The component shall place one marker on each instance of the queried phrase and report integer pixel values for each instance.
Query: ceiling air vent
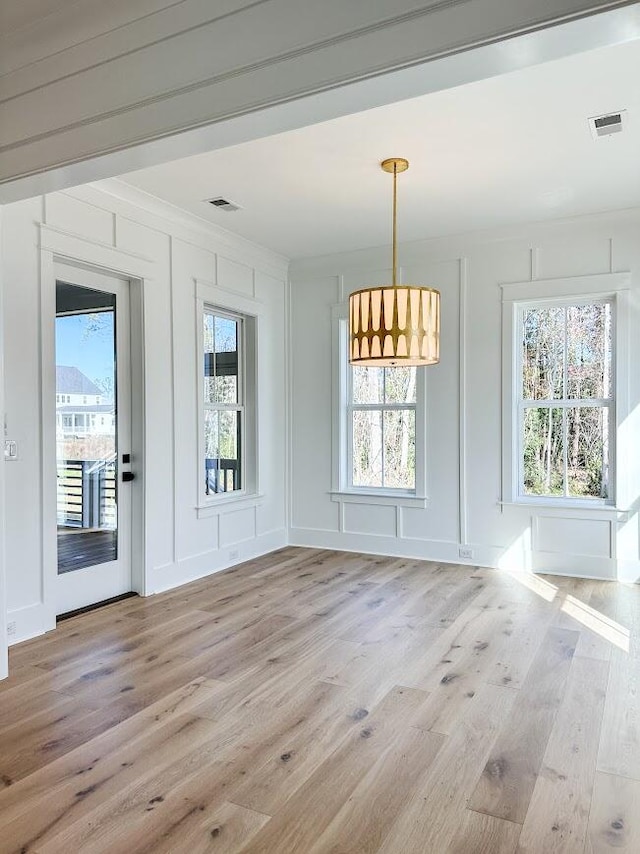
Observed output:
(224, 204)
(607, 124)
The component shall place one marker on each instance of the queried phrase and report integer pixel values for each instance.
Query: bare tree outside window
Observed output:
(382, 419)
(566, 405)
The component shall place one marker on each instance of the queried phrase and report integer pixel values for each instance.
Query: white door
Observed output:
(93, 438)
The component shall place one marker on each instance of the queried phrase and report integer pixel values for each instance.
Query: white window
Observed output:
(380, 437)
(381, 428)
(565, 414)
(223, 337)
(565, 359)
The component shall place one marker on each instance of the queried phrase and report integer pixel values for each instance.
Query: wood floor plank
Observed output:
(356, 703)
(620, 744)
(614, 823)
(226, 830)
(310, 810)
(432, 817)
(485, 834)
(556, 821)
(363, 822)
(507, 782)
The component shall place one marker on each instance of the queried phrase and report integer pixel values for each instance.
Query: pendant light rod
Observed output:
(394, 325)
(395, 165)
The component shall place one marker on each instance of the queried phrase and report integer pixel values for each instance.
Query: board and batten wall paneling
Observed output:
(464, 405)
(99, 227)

--

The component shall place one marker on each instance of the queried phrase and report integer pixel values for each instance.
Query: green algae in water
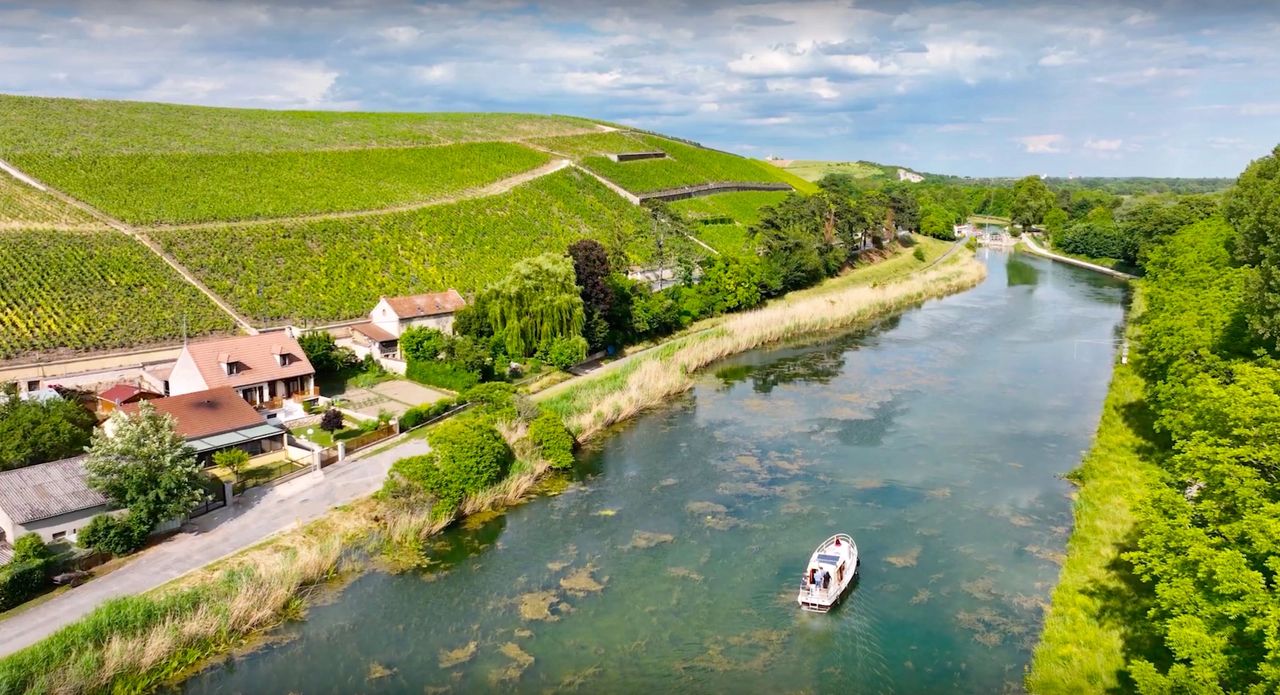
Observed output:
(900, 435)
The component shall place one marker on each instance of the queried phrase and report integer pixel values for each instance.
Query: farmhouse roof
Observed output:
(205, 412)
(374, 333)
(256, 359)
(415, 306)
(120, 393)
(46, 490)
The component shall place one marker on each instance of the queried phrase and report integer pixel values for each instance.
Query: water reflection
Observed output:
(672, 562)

__Work to do__.
Report, verbatim, each line in the listing above that contains the string "white".

__Result for this task__.
Query: white door
Query: white window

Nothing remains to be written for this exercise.